* BEGIN Task inputs *
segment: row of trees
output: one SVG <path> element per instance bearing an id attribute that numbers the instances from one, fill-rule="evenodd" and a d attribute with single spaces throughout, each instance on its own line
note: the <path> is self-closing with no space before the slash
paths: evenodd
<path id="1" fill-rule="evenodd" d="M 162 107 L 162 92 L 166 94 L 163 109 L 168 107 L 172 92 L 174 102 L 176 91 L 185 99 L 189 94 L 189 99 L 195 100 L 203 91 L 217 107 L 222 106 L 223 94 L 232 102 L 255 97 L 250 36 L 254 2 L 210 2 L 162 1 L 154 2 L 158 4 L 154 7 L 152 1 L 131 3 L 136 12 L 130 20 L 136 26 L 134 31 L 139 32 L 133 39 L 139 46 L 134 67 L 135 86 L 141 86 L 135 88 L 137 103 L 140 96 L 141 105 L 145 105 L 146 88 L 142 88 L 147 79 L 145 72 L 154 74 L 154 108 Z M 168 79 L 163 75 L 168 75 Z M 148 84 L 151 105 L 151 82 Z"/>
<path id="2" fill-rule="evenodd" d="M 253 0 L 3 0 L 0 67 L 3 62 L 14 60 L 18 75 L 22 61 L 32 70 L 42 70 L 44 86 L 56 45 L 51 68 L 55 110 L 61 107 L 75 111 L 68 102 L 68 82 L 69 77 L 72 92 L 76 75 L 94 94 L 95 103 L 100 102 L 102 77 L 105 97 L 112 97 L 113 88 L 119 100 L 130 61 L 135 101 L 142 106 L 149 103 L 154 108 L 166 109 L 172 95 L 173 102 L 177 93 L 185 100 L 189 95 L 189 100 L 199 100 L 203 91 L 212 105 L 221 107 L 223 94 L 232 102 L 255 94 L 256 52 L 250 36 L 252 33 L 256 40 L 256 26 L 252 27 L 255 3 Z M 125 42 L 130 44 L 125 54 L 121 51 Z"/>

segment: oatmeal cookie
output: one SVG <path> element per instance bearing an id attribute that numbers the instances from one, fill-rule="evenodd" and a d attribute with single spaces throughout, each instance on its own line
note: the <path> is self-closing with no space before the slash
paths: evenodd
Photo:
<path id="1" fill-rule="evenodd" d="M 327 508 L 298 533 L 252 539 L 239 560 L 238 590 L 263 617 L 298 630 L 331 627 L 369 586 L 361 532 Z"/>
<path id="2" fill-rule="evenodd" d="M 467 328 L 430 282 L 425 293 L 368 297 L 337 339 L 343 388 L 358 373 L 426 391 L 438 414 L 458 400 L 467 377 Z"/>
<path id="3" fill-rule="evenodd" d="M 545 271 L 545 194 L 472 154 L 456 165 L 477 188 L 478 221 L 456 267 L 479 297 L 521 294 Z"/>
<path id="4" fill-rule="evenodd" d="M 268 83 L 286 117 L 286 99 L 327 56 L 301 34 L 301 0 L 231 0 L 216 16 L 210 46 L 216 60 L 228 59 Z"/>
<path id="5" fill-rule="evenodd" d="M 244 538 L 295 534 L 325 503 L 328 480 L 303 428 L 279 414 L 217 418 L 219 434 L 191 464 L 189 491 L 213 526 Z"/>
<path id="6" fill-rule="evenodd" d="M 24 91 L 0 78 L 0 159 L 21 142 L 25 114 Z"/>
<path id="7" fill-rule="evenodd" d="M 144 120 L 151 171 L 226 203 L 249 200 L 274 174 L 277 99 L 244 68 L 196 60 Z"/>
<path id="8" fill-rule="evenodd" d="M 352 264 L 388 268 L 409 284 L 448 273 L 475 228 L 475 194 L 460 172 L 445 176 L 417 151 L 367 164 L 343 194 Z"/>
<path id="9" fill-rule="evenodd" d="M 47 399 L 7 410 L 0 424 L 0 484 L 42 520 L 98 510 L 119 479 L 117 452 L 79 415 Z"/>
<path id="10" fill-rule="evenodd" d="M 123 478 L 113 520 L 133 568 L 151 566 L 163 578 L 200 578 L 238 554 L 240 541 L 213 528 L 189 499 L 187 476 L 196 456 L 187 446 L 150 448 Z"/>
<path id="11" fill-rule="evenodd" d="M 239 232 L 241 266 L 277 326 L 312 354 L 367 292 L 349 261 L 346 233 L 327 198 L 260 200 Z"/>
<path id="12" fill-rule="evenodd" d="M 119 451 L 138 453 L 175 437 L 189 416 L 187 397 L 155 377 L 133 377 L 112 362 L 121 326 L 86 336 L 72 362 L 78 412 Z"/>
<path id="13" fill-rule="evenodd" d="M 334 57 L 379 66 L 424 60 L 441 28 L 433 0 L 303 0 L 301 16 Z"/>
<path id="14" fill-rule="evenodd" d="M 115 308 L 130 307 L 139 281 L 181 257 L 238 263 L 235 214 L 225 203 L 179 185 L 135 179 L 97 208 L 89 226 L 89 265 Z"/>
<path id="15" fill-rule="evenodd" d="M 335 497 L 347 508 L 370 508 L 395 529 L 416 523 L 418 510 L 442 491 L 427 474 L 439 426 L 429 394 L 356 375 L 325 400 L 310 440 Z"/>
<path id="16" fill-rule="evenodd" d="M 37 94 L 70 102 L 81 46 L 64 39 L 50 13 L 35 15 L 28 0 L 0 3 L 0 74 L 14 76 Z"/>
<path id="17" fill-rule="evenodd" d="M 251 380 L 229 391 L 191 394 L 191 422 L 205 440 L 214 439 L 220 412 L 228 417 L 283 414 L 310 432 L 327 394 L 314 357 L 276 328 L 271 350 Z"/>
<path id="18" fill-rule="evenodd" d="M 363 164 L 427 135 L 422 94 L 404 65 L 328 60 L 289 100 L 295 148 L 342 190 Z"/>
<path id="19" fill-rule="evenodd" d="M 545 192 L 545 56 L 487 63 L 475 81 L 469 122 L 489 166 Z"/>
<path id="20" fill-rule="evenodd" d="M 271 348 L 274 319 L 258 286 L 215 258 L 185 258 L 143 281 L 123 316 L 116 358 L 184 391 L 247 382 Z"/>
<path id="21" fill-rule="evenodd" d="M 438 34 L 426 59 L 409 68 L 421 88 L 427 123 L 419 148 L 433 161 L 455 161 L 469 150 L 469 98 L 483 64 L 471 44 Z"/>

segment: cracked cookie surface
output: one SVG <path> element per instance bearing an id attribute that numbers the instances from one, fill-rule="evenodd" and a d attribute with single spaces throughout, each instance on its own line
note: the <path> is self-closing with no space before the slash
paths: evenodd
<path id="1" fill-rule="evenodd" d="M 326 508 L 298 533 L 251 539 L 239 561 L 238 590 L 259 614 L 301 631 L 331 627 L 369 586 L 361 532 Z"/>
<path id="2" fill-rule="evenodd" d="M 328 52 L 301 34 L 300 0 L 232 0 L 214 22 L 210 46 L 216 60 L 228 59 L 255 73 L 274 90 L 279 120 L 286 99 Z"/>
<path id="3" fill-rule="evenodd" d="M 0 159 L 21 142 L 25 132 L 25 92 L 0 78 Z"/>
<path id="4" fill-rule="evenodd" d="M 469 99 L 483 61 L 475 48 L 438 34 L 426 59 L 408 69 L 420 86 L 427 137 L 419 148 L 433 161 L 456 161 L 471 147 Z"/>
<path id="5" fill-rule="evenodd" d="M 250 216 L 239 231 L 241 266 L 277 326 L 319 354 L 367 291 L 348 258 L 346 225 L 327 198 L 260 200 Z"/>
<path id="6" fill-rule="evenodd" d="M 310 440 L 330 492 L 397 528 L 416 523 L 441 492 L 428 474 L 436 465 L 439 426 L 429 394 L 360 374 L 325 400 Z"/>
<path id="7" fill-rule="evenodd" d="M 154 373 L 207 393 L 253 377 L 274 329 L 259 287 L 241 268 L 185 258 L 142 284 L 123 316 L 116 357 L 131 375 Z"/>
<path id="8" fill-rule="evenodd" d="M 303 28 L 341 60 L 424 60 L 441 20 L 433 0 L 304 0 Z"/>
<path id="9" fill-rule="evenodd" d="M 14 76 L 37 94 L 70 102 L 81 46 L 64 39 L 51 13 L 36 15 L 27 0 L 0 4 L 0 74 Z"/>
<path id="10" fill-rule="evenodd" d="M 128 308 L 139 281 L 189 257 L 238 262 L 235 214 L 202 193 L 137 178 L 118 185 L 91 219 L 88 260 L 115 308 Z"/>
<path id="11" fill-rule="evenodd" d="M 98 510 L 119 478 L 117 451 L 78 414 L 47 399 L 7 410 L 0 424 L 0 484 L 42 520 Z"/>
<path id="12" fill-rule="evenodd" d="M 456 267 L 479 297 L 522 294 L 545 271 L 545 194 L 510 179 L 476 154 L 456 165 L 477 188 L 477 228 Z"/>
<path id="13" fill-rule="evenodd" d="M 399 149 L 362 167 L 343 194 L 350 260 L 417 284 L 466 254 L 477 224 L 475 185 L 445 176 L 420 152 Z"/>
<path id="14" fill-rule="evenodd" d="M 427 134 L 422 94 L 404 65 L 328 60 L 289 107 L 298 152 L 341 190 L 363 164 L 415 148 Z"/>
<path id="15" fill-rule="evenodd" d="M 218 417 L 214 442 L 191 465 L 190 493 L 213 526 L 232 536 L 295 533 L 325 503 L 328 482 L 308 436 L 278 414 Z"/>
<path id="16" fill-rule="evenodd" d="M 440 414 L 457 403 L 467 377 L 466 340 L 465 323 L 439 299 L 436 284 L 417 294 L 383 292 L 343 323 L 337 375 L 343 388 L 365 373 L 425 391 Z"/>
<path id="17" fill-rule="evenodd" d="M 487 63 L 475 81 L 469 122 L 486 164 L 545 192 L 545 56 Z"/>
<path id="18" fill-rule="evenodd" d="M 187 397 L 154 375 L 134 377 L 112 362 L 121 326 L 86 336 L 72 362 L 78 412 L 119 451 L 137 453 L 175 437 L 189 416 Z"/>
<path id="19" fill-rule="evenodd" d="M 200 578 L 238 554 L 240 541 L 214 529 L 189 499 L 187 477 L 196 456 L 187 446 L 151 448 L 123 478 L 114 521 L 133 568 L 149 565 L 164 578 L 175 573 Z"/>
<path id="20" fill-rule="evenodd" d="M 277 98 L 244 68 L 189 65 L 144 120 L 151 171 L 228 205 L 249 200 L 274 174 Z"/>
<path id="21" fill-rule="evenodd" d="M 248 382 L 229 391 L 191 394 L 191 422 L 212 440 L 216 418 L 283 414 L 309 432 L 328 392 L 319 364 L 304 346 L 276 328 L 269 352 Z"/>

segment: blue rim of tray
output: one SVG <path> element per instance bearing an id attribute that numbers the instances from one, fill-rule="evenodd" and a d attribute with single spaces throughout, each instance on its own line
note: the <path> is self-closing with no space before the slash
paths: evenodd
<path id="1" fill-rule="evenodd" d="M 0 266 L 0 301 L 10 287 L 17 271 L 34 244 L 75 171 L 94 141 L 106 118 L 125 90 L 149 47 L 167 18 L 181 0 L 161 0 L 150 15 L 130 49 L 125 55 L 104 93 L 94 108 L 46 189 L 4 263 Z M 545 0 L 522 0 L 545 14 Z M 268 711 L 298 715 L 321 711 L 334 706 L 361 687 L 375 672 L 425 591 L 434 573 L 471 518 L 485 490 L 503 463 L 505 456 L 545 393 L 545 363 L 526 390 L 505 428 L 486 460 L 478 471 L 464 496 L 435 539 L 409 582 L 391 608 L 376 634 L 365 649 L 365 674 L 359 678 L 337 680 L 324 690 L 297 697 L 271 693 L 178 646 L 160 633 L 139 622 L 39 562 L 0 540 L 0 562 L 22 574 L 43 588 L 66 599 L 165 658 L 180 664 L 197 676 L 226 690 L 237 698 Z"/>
* END Task inputs *
◆ Aim: Transcribe everything from the start of the lines down through the line containing "68 L 55 110", both ends included, and nothing else.

◆ Result:
segment: row of trees
output: one SVG <path> element per instance bearing an id attribute that numbers the instances from one, fill-rule="evenodd" and a d attribute with single spaces throughout, each instance on its own line
note: the <path> is self-closing with no space before the slash
paths: evenodd
<path id="1" fill-rule="evenodd" d="M 162 107 L 162 92 L 166 94 L 163 109 L 168 107 L 172 92 L 174 102 L 176 91 L 185 99 L 189 94 L 189 99 L 195 100 L 203 91 L 217 107 L 222 106 L 223 94 L 232 102 L 255 97 L 250 36 L 254 2 L 210 2 L 162 1 L 154 2 L 158 4 L 154 7 L 152 1 L 131 3 L 136 12 L 130 20 L 136 26 L 134 31 L 139 32 L 133 39 L 139 46 L 134 67 L 135 86 L 141 86 L 135 88 L 137 103 L 140 96 L 141 105 L 145 105 L 146 88 L 142 88 L 147 79 L 145 72 L 154 74 L 154 108 Z M 168 79 L 163 75 L 168 75 Z M 148 84 L 151 105 L 151 82 Z"/>
<path id="2" fill-rule="evenodd" d="M 253 0 L 3 0 L 0 67 L 3 62 L 14 60 L 18 75 L 22 61 L 32 70 L 42 70 L 44 86 L 56 45 L 51 68 L 55 110 L 61 107 L 75 111 L 68 102 L 68 82 L 69 77 L 72 92 L 76 75 L 94 94 L 95 103 L 100 102 L 102 77 L 105 97 L 112 97 L 113 88 L 119 100 L 130 61 L 135 101 L 142 106 L 149 103 L 154 108 L 166 109 L 172 95 L 173 102 L 177 93 L 185 100 L 189 95 L 189 100 L 199 100 L 203 91 L 212 105 L 221 107 L 223 94 L 232 102 L 255 94 L 256 52 L 250 36 L 252 33 L 256 40 L 256 26 L 252 27 L 255 3 Z M 125 42 L 130 44 L 125 54 L 121 51 Z"/>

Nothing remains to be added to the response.